Text excerpt:
=======
Campina de Faro aquifer


Aquifer info

Central Algarve, south of Portugal (Portugal)
86.4 km²
Water use
Tourism, agriculture, irrigation of private gardens


The Campina de Faro aquifer system, located in Algarve, has an area of around 86.4 km².

According to the last river basin management plan, the Campina de Faro aquifer system is classified as poor groundwater quality status in the East and poor quantity status in the West. The Easternmost system of the aquifer is an area of significant agricultural pressures which lead to high input of nitrates in the aquifer during the last 50 years. On the other hand, the Westernmost system of the aquifer is a highly touristic area, famous for its golf courses, and has shown decreasing trends on groundwater levels over the last 20 years, and consequently, seawater intrusion.

The role of groundwater discharge as a vector for nutrient transport to the protected coastal lagoon Ria Formosa has been well established. Initial estimates of the contribution of groundwater nitrogen (N), based on regional water balance and N loads for the entire catchment of the lagoon is in the order of 700 ton/year.

The Campina de Faro aquifer is limited to the North by the less permeable deposits of Cretaceous, to the East by Quelfes aquifer system and to the West by the Quarteira aquifer. Main flow direction is from North to South and main discharge from aquifer occurs at protected habitat coastal lagoon Ria Formosa.

Rainfall in the area is 550 mm and recharge rates vary between 15 – 20%, which results in a natural recharge of 10hm3/year.

The following pollutions sources are identified: International Faro Airport, several wastewater treatment plants, one landfill (point sources); several roads and highways, train lines, and a commercial port (mobile sources); agriculture, and septic tanks (diffuse); saltwater intrusion.

Location and extension

Campina de Faro aquifer system is  limited to the North by the less permeable deposits of Cretaceous, to the East by S. João da Venda – Quelfes aquifer system, to the West by the Quarteira aquifer. These aquifers are thought to be connected. 

Main flow direction is from North to South and main discharge from aquifer occurs at protected habitat coastal lagoon Ria Formosa (Natural Park).


  • Involving stakeholders in a co-production of solutions which is a new paradigm of research in this context. Cooperation among users, public authorities and researchers is limited. Yet, the solutions will necessarily involve varied sectors and public institutions.
  • Co-create proximate nature-based solutions including the aquifer, together with stakeholders and using recent hydrogeological research. This is a challenge because it is against the dominant paradigm based on surface water and infrastructure building.
  • Enhance information sharing on abstractions, and users’ practices.
  • Uncertainty about some hydrogeological features related to the interconnection between contacting groundwater bodies, location of the saline front, localized water extractions,  and distributed water use by tourism, agriculture and disperse


  • Increased perception of urgency among touristic agents and agriculture. A new drought episode is decreasing water levels, and is bringing forward the need to implement a structural solution to water scarcity.
=======
Recorded information:

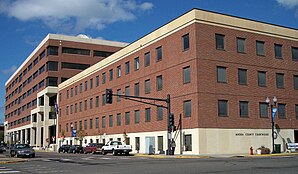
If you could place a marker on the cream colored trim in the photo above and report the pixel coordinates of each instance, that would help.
=======
Exercises to complete:
A) Name each point source of pollution identified in the Campina de Faro aquifer text.
B) According to the Campina de Faro aquifer text, what natural recharge results from the area's rainfall and recharge rates?

Worked solutions:
A) International Faro Airport, several wastewater treatment plants, and one landfill.

B) A natural recharge of 10 hm3/year.